* **OBJECTIVE**:
Return the whole listing exactly as it stands.
◇ ◇ ◇ ◇
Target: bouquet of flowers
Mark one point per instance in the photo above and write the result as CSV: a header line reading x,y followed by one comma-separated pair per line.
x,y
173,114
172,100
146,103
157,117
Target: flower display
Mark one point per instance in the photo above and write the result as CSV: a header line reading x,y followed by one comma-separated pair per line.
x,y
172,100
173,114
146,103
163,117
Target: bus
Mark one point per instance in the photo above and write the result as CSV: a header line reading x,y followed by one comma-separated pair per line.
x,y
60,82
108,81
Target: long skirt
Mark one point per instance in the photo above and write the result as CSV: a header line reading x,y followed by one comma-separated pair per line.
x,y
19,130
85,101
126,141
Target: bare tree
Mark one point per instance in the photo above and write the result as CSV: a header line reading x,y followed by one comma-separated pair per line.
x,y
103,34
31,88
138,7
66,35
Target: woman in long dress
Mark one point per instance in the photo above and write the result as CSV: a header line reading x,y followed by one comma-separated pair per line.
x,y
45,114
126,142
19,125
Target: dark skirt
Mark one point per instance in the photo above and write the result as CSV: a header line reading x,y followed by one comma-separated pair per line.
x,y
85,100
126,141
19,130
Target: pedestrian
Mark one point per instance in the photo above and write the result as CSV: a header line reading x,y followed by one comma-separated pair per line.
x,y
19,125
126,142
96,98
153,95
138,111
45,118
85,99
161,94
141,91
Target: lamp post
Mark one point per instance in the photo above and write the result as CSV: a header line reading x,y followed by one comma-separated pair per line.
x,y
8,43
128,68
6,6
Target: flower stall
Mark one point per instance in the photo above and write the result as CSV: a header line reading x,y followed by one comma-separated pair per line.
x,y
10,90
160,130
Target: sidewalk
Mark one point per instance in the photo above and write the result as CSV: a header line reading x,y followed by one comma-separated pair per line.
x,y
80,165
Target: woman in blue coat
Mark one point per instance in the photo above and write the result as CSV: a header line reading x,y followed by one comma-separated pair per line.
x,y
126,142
◇ ◇ ◇ ◇
* **CORRECT RESPONSE**:
Target: bouquet of flowers
Mark one point per instance in the photo above and write the result as CSV: a header line reading x,y followed by one comma-separated pair per line.
x,y
173,114
172,100
146,103
157,117
Target: flower display
Mark one point per instance in the photo above and write the result as CSV: a header line reading x,y followed by one comma-separated pair per line.
x,y
172,100
173,114
146,103
163,117
Target: bus
Mark one point per instance in the photo above and write the result as CSV: a header line reading x,y followed by one comma-separated pair per line.
x,y
60,82
108,81
Target: long skirt
Mark one point per instance in the photo above and write the result as CSV: a header line reading x,y followed by one comma-separated pair per line.
x,y
19,130
85,101
126,141
Target: bare tree
Mark one point per instance in the photo above and write the result as CSV: a header line reading x,y followed by one comma-separated pair per line.
x,y
103,34
31,88
138,7
66,35
Target: woman in long dress
Mark one point per instance in the photo above and write the result as CSV: a header line reading x,y followed by one comma-separated pair per line.
x,y
45,114
126,142
19,125
Target: dark skirt
Mark one point per instance in the photo above and write the result as CSV: a header line reading x,y followed by one comma-separated pair per line.
x,y
85,100
126,141
19,130
Target: pedestrian
Mark one point per instance in the photo above and write the result as CSV: a header line reading x,y followed by one comma-separated pair per line.
x,y
19,125
126,142
96,98
153,95
138,111
45,118
85,99
161,94
141,91
Target: lamp post
Mark one point per instance in the photo above and write the result as CSV: a header line reading x,y followed by one comma-separated pair per line.
x,y
8,43
128,68
6,6
Target: flower stall
Mark one point per instance in the photo above and write the result as CSV: a header line reading x,y followed by one comma-separated pair per line.
x,y
10,90
160,130
Target: sidewalk
Mark one point per instance in the photo above and write the result as CSV: a header line reading x,y followed by one comma-separated pair per line.
x,y
80,165
Target: woman in blue coat
Mark one point per instance in the photo above and write the result as CSV: a header line reading x,y followed by one comma-separated pair per line.
x,y
126,142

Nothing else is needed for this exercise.